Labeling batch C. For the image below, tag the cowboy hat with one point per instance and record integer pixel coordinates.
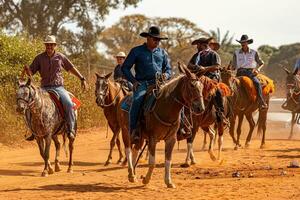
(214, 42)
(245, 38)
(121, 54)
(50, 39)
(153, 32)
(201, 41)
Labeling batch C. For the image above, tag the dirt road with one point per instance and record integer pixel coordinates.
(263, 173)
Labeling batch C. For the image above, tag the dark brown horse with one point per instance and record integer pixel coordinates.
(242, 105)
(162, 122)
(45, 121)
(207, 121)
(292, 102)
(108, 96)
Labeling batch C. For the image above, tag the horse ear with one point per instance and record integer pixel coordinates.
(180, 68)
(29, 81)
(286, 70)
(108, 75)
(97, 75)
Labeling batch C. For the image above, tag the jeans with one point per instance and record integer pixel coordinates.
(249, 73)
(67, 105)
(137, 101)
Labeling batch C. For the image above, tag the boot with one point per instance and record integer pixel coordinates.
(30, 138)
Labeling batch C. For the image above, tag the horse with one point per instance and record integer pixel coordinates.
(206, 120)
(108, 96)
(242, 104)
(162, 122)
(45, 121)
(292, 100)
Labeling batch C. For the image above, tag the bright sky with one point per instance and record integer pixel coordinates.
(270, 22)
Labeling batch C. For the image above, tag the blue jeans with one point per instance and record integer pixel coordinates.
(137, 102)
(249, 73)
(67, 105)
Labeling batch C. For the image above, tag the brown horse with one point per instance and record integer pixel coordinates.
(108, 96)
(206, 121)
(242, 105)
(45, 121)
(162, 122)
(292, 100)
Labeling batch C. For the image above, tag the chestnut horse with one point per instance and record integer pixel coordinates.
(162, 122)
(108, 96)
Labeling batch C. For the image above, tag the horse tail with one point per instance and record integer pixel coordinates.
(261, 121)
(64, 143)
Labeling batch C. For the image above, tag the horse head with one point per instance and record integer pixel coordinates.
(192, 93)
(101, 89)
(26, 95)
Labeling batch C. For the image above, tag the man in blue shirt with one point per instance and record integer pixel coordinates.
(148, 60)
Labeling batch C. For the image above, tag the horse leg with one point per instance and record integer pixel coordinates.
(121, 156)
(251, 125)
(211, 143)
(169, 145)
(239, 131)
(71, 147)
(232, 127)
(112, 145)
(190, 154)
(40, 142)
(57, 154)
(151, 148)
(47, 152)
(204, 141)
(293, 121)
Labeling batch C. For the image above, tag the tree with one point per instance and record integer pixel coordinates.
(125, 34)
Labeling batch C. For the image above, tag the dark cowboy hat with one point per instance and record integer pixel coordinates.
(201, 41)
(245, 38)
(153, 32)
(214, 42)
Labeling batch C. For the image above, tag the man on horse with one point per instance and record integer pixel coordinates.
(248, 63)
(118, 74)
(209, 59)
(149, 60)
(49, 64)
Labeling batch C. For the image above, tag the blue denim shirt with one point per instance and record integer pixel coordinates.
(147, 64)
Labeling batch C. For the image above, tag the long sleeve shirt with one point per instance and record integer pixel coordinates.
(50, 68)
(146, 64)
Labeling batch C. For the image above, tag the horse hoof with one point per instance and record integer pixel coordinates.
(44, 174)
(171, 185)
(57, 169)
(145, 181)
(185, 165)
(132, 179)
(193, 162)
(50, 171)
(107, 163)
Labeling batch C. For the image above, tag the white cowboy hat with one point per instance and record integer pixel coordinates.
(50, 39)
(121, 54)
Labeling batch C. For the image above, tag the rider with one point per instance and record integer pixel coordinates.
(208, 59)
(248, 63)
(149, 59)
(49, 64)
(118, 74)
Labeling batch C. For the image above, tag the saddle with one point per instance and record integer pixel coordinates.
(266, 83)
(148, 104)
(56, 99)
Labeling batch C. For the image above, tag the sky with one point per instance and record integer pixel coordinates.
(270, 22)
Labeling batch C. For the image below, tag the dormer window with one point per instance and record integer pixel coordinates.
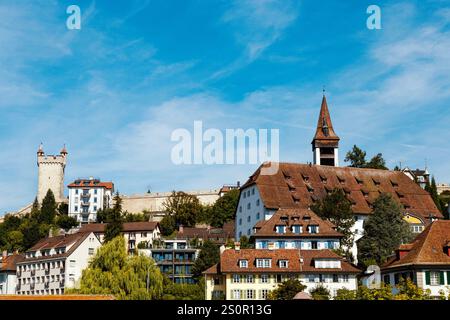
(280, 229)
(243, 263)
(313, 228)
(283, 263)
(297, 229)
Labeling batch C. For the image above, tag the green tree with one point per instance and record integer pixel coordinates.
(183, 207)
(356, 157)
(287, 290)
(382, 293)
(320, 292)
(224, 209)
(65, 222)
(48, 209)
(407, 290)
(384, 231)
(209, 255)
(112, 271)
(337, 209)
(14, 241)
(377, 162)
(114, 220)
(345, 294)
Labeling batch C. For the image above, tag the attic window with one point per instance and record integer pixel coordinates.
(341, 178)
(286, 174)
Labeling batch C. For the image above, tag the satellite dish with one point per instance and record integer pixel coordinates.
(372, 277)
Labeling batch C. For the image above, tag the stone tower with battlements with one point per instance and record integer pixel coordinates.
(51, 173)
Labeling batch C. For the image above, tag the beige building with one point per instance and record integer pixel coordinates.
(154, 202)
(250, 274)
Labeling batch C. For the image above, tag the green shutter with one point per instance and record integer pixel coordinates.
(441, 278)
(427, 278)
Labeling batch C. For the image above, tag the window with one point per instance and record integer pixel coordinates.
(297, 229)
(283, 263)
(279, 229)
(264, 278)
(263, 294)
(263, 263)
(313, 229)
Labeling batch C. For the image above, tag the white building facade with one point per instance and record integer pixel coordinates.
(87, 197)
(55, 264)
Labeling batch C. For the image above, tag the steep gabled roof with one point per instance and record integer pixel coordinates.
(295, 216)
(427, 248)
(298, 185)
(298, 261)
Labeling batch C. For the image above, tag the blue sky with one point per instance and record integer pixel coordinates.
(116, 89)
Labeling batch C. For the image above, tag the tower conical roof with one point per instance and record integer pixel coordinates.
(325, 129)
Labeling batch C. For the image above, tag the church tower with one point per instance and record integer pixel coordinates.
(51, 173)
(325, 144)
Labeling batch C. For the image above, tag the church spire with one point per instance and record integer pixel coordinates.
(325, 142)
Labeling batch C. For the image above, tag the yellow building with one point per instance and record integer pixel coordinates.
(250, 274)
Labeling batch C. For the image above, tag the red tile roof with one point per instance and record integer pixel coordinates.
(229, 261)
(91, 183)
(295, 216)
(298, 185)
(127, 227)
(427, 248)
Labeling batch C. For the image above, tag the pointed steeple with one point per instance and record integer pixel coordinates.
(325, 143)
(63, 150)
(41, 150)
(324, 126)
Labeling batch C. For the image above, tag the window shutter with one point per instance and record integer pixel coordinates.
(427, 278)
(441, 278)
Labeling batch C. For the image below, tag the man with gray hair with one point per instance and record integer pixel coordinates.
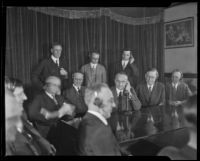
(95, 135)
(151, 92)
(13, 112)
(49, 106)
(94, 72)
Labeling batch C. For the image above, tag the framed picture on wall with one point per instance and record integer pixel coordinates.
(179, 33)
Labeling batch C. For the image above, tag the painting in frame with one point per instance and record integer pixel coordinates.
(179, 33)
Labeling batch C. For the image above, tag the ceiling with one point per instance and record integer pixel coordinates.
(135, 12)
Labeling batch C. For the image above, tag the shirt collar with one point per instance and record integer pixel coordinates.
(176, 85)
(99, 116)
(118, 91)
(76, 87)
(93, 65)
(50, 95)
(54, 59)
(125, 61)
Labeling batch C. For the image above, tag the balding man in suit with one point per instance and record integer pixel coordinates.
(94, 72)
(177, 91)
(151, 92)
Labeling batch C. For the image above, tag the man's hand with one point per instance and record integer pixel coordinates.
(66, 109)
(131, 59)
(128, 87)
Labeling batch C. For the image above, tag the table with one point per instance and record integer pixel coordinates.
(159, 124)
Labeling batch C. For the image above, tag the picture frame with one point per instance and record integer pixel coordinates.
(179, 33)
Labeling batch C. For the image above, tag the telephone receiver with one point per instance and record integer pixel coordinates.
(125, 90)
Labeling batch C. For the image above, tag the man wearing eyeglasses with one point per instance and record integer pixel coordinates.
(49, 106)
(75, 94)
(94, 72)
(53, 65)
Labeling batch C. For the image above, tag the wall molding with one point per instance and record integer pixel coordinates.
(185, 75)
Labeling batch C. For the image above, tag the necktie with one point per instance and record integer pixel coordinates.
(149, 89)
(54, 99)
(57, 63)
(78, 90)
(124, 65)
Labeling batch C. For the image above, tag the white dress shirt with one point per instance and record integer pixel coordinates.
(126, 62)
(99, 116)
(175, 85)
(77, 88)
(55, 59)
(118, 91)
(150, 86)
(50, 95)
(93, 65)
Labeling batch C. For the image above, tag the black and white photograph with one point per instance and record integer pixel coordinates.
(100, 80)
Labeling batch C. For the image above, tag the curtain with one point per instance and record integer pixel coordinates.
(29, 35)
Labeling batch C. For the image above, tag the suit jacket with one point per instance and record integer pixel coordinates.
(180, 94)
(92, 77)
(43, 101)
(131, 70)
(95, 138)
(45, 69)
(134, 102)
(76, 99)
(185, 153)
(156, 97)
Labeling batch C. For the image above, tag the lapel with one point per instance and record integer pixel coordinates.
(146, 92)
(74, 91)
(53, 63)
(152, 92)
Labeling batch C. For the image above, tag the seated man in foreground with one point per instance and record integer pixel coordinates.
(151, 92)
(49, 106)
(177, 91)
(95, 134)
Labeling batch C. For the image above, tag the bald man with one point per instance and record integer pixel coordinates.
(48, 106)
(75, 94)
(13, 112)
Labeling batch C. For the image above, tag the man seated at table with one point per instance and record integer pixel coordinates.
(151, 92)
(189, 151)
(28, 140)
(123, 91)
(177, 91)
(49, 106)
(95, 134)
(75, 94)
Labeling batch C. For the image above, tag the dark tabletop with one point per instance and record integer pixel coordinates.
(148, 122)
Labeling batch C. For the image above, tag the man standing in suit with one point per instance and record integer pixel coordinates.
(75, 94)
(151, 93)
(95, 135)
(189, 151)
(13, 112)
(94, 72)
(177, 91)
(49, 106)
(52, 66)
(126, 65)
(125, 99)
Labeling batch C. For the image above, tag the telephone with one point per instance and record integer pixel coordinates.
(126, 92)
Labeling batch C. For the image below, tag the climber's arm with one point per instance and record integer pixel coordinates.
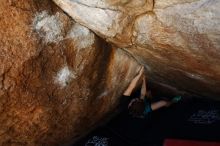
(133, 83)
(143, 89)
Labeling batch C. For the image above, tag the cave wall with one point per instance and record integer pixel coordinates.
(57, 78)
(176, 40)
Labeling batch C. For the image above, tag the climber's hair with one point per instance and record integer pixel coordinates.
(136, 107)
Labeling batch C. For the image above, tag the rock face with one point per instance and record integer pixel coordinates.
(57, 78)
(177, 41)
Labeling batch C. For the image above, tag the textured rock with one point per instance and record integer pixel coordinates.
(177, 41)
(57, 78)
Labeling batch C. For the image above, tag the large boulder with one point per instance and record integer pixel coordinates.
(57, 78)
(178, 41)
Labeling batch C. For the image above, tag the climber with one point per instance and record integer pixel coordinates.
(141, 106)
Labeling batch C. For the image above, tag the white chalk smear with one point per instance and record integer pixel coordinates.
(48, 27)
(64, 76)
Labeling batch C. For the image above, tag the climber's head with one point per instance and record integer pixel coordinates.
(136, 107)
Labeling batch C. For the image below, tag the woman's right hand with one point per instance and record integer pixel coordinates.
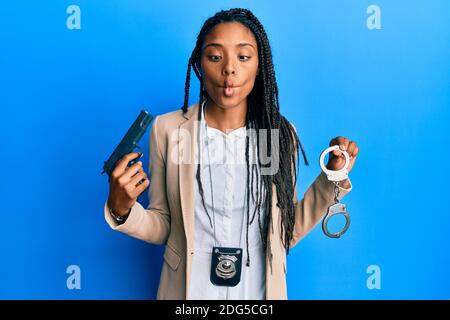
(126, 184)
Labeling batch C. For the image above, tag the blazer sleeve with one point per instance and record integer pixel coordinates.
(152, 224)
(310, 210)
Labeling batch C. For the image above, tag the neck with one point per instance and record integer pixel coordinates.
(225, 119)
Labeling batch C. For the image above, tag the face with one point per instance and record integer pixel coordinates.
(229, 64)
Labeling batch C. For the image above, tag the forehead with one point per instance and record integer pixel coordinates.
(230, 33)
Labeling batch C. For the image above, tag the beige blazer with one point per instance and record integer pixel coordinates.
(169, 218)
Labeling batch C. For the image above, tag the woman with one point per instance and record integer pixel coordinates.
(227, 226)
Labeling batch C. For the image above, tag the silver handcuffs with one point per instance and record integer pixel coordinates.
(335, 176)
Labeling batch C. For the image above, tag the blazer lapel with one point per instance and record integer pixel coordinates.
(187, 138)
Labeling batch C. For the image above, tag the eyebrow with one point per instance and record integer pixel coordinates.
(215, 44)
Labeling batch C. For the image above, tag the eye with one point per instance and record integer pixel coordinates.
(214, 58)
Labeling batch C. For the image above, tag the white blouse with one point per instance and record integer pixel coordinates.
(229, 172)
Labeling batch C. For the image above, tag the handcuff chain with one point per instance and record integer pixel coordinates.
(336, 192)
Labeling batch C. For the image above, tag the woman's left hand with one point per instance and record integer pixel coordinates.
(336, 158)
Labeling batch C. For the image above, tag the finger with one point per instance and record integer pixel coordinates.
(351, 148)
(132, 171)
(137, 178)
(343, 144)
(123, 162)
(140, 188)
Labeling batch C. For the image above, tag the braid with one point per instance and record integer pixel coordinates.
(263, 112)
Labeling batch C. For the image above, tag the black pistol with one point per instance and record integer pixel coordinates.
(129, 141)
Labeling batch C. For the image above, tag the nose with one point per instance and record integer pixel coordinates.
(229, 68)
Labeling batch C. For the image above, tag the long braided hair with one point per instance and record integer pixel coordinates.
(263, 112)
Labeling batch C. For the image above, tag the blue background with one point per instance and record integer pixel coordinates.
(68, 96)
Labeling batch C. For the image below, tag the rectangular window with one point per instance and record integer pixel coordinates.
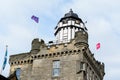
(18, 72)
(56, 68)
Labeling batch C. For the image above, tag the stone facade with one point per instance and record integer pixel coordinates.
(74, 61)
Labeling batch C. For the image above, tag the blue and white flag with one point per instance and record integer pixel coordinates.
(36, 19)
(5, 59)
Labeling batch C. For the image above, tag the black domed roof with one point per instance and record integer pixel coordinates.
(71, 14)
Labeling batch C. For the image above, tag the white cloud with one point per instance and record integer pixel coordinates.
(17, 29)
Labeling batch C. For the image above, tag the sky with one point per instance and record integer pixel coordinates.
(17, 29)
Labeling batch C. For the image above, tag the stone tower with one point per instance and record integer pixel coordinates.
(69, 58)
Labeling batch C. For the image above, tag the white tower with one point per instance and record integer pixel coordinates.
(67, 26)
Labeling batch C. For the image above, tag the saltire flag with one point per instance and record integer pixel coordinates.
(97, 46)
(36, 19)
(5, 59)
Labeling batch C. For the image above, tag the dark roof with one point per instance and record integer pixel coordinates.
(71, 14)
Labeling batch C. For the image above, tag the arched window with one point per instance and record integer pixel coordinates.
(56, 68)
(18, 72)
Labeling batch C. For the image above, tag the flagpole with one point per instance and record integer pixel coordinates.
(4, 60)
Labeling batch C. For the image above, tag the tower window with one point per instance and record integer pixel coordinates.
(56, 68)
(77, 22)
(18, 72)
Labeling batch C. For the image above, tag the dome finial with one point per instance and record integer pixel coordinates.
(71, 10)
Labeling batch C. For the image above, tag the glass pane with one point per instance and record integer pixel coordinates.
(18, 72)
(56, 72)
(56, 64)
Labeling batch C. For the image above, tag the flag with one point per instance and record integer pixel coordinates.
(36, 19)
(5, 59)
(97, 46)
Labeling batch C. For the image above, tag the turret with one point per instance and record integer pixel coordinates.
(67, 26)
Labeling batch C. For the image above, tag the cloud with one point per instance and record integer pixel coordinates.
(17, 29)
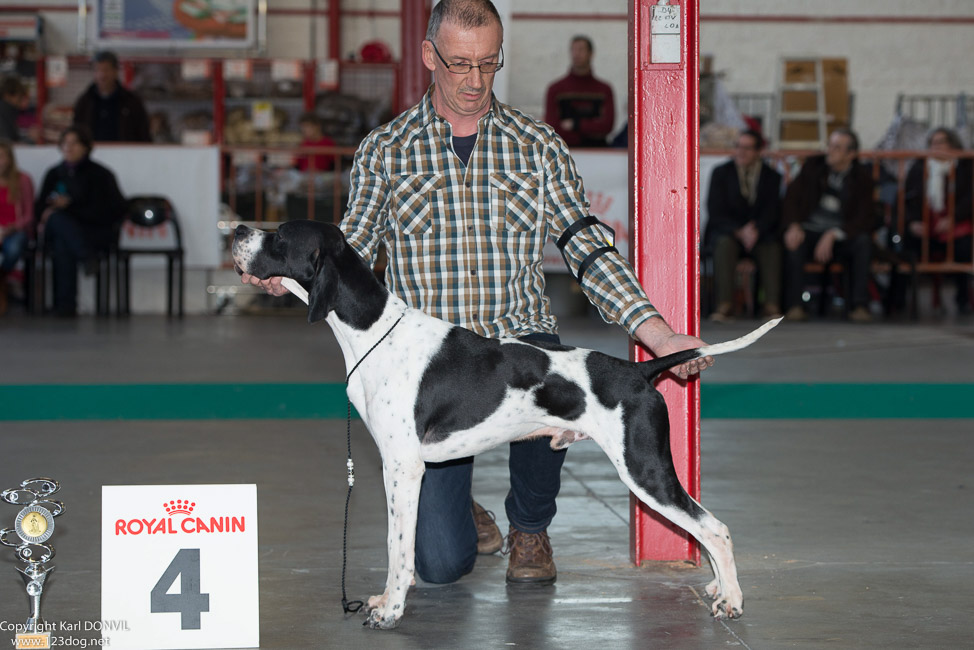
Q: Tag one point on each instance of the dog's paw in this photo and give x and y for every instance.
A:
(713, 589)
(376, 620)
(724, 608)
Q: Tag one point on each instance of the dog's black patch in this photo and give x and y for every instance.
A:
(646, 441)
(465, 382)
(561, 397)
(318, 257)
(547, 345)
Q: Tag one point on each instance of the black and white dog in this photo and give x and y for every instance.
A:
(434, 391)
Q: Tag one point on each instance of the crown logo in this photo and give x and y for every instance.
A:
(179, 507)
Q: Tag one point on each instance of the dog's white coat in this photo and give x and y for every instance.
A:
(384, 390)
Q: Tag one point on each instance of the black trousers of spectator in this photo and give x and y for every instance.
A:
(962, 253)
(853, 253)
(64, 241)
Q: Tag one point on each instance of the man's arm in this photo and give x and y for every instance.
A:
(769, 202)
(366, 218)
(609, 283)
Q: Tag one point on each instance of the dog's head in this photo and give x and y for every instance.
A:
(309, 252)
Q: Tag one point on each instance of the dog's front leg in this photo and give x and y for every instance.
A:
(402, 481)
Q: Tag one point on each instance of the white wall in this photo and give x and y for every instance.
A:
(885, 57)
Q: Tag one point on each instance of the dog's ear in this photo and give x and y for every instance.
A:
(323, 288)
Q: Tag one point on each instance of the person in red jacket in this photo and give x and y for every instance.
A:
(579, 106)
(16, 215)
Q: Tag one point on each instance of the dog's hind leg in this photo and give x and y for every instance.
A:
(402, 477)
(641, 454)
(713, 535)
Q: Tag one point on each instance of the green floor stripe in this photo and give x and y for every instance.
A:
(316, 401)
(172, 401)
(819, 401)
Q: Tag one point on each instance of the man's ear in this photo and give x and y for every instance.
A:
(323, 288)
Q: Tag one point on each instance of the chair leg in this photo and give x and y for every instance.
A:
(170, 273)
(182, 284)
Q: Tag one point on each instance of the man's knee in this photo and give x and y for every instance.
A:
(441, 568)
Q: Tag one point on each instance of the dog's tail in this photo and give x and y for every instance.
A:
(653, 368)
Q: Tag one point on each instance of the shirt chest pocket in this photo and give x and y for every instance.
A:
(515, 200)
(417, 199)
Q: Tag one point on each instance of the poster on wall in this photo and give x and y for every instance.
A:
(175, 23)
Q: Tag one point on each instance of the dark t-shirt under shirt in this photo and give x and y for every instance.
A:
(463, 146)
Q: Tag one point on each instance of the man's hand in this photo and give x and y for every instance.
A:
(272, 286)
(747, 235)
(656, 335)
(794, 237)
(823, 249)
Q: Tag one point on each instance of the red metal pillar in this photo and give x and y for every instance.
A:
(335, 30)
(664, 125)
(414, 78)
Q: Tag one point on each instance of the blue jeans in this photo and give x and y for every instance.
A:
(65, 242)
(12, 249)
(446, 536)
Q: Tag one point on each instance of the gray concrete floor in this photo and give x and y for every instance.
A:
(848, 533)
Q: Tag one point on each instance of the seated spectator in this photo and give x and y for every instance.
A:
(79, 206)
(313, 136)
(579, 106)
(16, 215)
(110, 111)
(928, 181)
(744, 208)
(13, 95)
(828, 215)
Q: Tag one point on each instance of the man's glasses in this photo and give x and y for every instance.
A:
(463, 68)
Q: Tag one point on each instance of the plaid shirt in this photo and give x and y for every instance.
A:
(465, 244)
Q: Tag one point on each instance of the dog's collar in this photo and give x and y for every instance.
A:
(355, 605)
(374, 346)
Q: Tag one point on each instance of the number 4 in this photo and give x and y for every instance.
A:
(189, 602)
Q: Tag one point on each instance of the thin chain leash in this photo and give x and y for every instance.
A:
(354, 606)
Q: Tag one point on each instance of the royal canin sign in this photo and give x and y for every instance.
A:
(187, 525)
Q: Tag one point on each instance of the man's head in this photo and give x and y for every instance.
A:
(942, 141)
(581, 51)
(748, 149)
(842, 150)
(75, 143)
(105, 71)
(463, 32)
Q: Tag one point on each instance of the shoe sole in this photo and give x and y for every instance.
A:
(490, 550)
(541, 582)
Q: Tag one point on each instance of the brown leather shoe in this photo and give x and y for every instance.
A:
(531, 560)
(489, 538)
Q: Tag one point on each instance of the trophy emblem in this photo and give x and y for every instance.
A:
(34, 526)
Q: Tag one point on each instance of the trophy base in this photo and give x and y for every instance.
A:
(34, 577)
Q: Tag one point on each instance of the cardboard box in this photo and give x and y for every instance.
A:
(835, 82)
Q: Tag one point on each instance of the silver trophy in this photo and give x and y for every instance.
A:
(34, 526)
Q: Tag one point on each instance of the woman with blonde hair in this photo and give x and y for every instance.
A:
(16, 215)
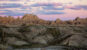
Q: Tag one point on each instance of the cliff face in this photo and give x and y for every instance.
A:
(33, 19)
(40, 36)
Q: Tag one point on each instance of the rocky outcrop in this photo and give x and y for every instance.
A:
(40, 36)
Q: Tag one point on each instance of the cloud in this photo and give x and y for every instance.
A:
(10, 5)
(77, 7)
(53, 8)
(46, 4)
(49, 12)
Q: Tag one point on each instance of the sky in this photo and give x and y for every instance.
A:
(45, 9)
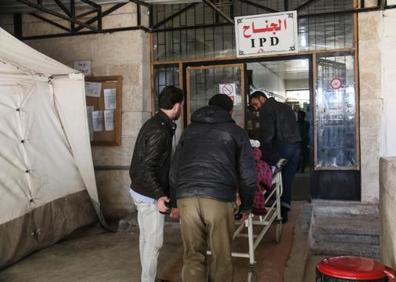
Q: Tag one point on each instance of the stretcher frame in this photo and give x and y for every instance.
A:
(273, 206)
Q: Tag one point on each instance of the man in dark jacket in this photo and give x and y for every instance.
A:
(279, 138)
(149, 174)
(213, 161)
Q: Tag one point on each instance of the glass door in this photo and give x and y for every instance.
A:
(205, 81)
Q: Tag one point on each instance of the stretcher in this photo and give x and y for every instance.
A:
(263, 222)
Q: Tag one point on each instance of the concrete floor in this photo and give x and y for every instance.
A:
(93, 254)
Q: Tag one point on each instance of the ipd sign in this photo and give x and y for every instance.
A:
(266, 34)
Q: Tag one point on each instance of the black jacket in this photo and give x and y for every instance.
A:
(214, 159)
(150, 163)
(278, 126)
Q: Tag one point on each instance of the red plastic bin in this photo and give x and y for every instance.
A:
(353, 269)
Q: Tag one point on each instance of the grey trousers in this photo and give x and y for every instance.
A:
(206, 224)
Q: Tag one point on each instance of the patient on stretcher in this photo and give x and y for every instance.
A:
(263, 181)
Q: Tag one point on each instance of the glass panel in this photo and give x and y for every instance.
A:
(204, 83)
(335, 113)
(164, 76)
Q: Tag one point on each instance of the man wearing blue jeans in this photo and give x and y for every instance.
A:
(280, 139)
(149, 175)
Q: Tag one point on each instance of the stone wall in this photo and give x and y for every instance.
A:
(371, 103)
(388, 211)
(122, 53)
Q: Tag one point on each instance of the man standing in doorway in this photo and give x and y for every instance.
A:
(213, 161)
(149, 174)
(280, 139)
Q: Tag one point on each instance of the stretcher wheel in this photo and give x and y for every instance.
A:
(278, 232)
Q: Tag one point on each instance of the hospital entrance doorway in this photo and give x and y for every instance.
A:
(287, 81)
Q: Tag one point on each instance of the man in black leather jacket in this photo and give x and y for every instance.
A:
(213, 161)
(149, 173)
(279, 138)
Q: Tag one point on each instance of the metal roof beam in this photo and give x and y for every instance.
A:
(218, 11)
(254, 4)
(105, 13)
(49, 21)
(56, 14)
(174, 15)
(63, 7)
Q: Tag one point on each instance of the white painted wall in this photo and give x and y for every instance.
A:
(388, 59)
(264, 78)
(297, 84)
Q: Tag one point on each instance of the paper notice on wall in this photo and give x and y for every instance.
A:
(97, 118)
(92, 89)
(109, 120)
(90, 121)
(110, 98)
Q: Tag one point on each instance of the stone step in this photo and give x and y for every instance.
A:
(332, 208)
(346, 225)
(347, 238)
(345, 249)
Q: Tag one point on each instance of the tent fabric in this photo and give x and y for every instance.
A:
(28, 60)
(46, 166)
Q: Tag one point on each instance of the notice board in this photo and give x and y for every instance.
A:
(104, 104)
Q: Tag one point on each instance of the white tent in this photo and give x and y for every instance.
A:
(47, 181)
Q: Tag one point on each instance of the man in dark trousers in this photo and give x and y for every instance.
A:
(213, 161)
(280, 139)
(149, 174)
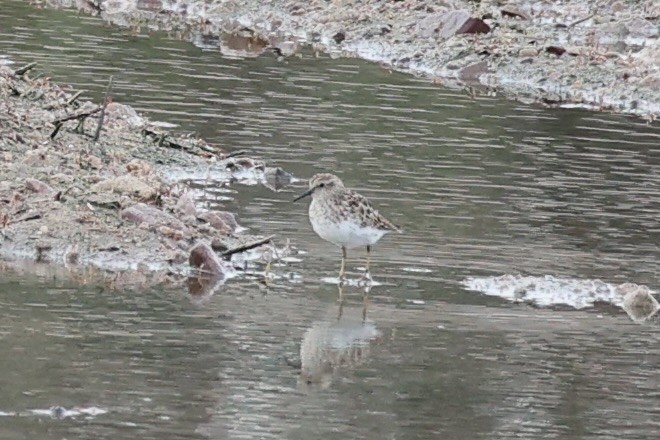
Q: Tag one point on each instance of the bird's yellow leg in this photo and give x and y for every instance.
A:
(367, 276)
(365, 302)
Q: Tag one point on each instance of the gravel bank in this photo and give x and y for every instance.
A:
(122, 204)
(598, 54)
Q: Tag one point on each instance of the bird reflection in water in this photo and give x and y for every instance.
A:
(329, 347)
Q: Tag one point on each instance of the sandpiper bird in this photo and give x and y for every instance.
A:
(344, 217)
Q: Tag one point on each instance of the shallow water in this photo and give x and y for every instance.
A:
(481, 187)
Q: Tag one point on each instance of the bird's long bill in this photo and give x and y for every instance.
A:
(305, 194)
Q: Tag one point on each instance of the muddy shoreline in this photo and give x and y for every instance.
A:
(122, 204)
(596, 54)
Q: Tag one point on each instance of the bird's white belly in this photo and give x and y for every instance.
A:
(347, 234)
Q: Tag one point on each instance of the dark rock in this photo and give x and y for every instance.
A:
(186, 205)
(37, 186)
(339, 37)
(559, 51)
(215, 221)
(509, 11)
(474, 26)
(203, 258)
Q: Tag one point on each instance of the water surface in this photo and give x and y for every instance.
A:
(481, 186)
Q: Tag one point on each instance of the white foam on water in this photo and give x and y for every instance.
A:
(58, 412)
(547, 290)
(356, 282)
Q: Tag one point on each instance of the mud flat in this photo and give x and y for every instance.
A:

What you have to do:
Copy out each line of the data that includes the string "leather".

Answer to the problem:
Q: Tag one point on each instance of the brown leather shoe in this photo and give x and y for every instance.
Q: Tag one point on each instance of the man in black leather jacket in this photo and give x and y for every instance.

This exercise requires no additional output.